**OBJECTIVE**
Return, word for word, only the lines from the one containing "Can you see the pool" through the last line of the entries.

Entries from a pointing dataset
###

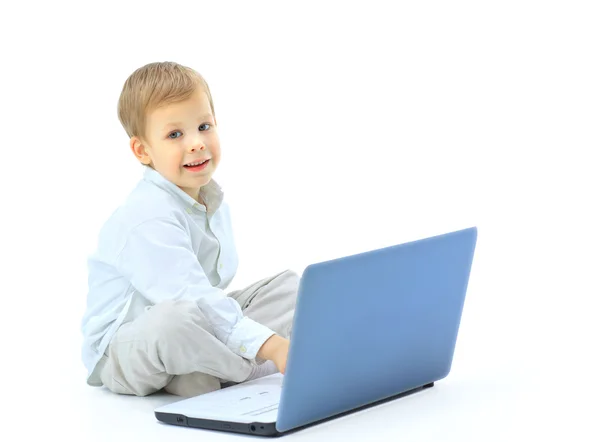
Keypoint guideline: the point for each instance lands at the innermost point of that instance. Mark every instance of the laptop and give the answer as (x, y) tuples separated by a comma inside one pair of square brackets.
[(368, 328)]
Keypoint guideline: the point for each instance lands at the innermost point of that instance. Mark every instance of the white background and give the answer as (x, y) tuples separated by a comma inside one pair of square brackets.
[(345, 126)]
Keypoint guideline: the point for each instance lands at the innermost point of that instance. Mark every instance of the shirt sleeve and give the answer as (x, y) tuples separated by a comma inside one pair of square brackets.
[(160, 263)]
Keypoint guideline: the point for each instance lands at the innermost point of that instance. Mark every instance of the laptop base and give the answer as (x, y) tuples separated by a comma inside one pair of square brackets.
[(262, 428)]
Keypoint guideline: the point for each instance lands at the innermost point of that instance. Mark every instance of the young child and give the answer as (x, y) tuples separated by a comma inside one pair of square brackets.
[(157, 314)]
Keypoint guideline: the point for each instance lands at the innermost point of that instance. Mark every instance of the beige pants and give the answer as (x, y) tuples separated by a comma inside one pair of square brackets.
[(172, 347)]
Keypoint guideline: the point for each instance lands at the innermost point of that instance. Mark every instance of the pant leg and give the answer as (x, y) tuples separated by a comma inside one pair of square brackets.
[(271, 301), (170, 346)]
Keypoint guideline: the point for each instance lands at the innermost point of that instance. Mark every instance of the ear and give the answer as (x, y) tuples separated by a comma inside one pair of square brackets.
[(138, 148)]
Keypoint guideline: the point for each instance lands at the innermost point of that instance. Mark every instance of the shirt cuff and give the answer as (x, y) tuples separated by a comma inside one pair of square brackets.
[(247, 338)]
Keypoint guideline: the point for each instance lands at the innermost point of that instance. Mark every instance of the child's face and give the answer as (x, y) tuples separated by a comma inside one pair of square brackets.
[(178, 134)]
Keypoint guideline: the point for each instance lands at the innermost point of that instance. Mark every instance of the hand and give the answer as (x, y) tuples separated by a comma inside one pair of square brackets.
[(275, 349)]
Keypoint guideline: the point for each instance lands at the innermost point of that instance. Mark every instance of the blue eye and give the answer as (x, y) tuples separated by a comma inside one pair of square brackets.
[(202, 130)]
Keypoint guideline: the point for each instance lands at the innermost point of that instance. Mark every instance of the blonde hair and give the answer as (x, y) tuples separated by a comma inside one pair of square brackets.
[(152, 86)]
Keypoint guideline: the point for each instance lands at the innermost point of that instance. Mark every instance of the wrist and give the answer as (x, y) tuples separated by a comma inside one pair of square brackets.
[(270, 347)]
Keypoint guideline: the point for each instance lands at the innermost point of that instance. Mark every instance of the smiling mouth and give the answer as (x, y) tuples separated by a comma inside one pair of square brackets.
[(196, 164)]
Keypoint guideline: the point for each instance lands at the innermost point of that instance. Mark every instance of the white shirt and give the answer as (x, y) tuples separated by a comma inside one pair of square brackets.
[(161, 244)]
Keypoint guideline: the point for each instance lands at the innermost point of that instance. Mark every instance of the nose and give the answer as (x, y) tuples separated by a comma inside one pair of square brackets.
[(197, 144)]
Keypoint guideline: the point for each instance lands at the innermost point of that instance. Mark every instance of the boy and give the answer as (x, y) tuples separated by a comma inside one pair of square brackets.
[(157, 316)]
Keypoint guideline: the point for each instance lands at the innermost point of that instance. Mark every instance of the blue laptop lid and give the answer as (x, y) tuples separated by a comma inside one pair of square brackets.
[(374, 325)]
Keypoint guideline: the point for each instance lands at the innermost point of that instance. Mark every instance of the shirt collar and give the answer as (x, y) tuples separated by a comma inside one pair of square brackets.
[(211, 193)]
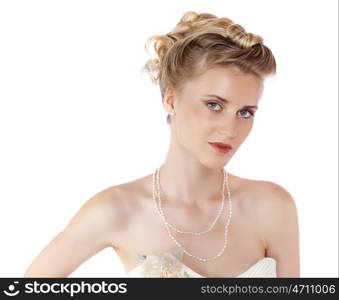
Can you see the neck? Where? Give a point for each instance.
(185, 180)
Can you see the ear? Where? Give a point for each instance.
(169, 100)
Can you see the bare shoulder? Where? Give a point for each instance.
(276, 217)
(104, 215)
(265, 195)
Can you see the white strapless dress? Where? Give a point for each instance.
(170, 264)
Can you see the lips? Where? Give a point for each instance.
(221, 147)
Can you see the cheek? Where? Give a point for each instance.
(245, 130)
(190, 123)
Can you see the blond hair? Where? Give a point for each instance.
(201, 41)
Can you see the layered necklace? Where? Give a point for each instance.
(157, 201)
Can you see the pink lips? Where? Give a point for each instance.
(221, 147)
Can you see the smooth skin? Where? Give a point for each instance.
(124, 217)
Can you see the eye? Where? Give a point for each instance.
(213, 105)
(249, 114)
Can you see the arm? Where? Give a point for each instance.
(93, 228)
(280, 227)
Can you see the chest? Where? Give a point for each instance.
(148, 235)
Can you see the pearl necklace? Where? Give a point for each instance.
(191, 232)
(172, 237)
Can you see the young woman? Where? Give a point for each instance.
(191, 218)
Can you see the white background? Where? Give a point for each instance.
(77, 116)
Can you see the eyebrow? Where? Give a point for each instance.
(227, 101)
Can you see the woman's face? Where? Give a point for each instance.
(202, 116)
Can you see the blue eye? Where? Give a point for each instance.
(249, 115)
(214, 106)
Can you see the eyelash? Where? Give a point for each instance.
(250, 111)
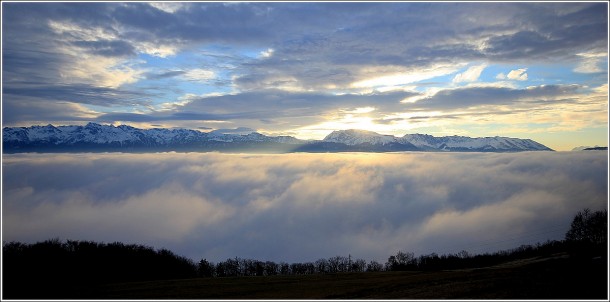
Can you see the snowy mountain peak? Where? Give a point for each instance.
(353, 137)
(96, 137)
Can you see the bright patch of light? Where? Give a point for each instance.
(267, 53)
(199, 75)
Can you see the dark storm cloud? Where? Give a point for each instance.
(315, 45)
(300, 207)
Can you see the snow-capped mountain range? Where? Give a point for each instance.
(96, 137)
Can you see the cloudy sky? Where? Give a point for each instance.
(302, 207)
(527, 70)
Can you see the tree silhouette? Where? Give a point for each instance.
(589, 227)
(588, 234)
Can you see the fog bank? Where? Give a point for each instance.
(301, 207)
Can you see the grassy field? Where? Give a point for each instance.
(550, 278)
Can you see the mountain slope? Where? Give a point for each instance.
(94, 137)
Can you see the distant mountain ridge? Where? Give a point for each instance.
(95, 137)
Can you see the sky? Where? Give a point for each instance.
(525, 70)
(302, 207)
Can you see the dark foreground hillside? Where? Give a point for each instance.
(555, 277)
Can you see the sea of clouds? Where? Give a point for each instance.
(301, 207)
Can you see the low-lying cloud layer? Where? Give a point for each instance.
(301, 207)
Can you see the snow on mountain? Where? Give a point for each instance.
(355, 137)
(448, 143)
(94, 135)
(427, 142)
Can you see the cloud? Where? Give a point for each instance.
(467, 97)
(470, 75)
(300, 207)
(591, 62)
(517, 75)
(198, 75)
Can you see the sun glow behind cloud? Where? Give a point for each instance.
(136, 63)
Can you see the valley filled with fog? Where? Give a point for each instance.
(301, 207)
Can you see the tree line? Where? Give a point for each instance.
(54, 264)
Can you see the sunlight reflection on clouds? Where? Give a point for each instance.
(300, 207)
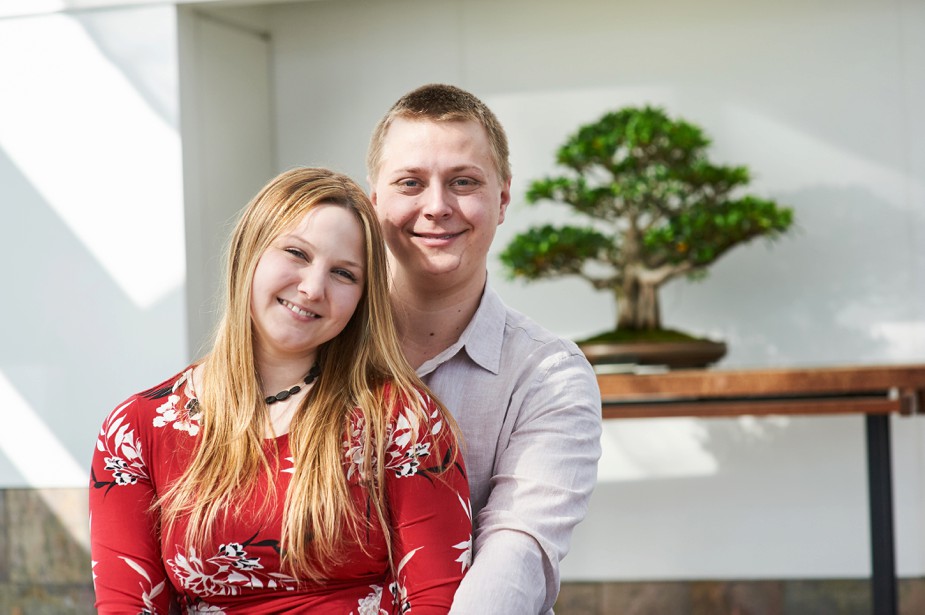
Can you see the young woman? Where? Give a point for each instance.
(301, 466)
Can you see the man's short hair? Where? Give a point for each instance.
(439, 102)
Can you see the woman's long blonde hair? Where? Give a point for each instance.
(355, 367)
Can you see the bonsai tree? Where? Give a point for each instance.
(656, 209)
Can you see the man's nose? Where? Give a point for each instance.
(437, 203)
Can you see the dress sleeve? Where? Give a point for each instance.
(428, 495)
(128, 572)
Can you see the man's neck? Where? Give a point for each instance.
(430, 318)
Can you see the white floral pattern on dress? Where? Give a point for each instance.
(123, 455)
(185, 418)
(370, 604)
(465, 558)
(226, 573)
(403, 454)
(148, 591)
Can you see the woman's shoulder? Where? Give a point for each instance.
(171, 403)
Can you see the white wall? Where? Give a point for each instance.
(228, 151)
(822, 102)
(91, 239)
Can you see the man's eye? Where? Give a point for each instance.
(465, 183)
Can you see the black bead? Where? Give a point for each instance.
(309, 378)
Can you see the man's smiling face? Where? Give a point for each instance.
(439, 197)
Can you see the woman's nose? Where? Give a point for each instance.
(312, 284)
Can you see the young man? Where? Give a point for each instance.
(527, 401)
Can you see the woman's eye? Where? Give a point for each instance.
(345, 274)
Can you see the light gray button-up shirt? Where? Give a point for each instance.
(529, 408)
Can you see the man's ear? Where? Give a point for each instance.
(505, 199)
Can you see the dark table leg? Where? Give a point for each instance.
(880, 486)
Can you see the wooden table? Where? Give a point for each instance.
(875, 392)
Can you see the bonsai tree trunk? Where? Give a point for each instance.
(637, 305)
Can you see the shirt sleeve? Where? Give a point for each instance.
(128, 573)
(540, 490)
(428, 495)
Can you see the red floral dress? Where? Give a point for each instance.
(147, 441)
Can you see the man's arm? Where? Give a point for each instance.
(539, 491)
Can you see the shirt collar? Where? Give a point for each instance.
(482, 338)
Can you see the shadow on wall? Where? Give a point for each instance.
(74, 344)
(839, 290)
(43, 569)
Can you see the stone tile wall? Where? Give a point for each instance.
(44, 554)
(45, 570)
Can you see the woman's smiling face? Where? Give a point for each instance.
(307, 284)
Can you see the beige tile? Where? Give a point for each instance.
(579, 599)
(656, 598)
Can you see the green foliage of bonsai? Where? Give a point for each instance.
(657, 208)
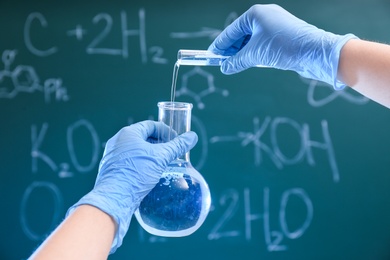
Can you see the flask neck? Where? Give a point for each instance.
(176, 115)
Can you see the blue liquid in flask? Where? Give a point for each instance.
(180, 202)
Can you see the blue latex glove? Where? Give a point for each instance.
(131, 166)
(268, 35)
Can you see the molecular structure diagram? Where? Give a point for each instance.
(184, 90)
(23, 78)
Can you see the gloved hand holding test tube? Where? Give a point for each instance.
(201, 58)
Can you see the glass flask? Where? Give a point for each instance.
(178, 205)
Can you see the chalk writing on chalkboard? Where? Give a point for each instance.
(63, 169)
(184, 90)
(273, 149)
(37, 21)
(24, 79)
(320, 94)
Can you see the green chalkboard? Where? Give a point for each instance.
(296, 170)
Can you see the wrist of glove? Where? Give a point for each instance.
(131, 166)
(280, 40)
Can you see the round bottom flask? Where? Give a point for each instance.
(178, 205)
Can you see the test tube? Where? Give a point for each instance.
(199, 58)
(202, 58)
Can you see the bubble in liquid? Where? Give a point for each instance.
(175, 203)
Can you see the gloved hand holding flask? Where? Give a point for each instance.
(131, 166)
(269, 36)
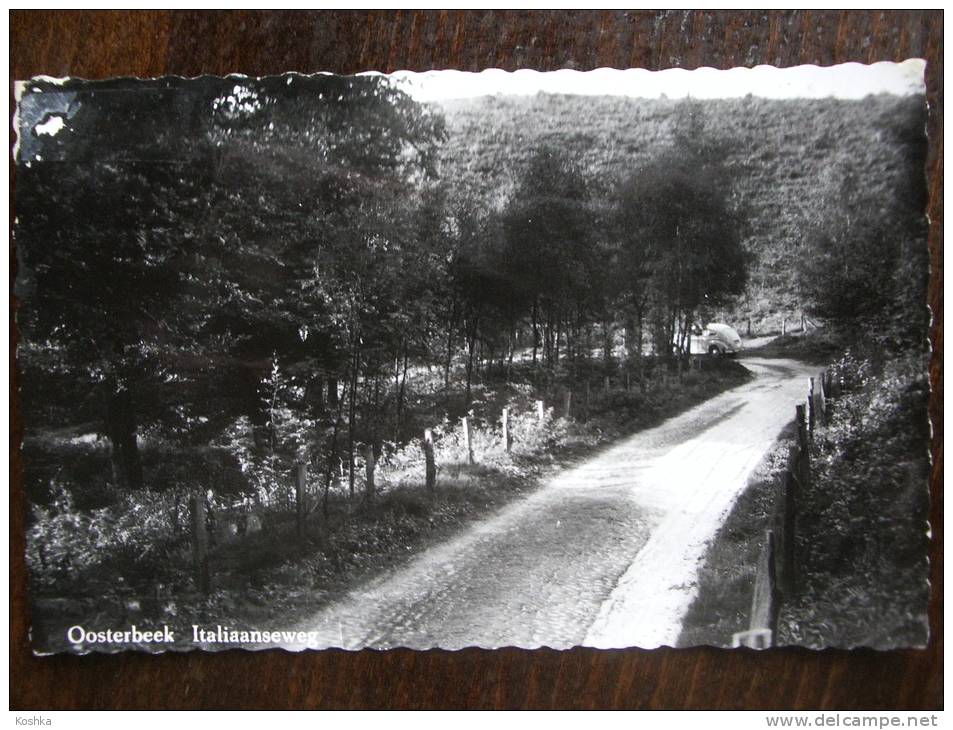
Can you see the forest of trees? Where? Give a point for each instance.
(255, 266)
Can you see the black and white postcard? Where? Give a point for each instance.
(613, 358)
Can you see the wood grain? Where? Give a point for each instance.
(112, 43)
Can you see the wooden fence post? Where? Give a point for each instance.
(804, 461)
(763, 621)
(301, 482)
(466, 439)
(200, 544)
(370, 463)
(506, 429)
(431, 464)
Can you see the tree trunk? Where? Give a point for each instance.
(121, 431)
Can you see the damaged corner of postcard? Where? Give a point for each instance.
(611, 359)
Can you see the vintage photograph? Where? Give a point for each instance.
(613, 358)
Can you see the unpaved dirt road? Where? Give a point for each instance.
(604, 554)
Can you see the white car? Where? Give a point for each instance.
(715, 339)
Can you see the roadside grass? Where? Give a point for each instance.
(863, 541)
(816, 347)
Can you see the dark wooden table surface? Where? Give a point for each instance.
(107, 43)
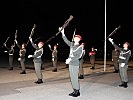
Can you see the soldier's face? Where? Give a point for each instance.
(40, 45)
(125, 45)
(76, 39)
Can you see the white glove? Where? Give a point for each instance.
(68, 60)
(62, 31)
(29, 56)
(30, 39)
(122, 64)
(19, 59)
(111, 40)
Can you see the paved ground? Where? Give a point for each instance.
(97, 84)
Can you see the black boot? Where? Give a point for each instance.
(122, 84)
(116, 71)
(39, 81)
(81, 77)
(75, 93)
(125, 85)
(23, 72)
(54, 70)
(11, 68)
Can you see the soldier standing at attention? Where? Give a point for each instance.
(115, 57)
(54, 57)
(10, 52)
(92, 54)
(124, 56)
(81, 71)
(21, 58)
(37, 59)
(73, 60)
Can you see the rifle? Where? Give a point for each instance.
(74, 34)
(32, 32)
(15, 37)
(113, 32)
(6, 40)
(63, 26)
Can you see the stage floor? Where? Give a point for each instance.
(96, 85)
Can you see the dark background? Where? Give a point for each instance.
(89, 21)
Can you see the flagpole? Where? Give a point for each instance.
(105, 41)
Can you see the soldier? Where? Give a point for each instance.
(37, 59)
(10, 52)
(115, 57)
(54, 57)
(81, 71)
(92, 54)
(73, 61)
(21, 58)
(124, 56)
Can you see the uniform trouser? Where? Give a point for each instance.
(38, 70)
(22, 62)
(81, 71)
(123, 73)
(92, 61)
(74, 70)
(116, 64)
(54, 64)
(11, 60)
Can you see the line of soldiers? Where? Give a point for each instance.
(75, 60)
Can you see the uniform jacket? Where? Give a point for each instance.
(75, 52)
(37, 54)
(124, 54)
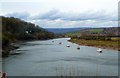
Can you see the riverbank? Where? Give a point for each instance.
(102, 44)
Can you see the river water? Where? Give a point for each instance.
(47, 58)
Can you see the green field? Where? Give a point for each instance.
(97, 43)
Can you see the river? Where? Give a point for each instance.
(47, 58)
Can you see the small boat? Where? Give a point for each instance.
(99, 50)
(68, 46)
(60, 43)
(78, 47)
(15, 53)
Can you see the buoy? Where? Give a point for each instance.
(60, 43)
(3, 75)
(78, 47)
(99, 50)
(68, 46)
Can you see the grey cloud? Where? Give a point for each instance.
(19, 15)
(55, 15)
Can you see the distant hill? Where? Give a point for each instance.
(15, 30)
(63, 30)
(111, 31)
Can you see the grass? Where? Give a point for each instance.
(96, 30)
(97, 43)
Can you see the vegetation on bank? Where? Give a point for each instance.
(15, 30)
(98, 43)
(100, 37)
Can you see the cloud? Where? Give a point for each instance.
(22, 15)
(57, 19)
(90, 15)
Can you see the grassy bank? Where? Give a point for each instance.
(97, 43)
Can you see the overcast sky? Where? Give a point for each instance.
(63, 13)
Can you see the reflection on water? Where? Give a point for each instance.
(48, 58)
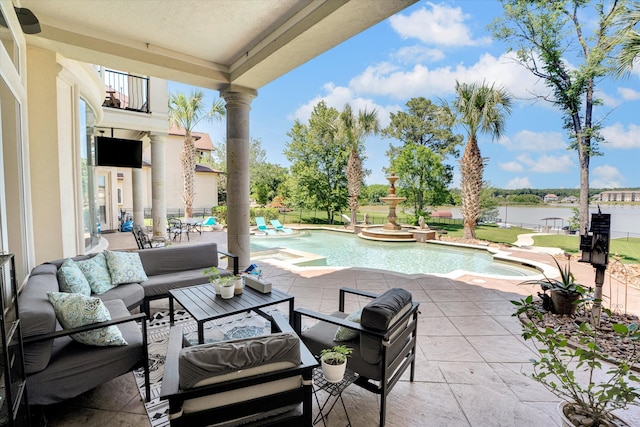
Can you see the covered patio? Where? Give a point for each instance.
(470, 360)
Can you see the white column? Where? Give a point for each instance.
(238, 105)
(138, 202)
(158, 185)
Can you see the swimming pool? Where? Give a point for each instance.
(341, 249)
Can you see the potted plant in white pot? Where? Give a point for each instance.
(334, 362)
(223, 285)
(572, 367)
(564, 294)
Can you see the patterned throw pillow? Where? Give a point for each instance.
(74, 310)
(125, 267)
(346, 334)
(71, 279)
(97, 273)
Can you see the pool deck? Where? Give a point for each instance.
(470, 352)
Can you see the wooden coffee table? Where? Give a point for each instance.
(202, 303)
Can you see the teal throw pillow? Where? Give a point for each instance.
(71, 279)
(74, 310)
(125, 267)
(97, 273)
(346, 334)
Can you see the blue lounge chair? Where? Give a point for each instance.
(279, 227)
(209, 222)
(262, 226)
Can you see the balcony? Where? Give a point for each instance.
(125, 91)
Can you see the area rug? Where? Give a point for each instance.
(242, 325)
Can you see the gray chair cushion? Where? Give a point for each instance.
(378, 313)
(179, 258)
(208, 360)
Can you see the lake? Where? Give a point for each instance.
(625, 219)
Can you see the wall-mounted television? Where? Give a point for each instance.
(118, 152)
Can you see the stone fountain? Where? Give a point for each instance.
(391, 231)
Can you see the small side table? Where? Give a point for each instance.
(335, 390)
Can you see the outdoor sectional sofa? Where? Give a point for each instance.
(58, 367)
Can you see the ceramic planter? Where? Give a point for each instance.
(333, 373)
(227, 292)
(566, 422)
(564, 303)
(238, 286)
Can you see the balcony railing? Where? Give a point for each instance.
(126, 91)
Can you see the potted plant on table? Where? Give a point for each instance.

###

**IN RESPONSE**
Can you see the pool deck? Where? Give a point for each instance.
(470, 352)
Can you see the wooden coffee table? Where? Give a point for each instance.
(202, 303)
Can you see the teal throw pillow? Where? Give a point for each instance.
(71, 279)
(74, 310)
(125, 267)
(97, 273)
(346, 334)
Can you see the blue lounge chair? Where? Give a point for each instance.
(279, 227)
(209, 222)
(262, 226)
Can you see the balcony? Where? Give a point for each instance.
(125, 91)
Can you see the area rug? Where? Give a point for each instance.
(242, 325)
Can you see the gray chair cushion? Where? Give a point for each instance.
(378, 313)
(179, 258)
(208, 360)
Can you see the lake? Where? Give a point for each instance.
(625, 219)
Can you see the wall-mounted television? Where? Give a point for each instance.
(118, 152)
Can you see the stone fountain? Where? Give a point for each instance.
(391, 231)
Can you see the small side table? Where? Give a point for each instance.
(335, 390)
Can you see the outdoor sectional sofa? Where? Give a point for each instance.
(58, 367)
Can you see the ceramic planter? Where? Give a point for each instance.
(333, 373)
(227, 292)
(566, 422)
(564, 303)
(238, 286)
Can you see the balcony railing? Where? Give a point for each instance.
(126, 91)
Can you see the potted plant on table? Where? Give a point for each instance.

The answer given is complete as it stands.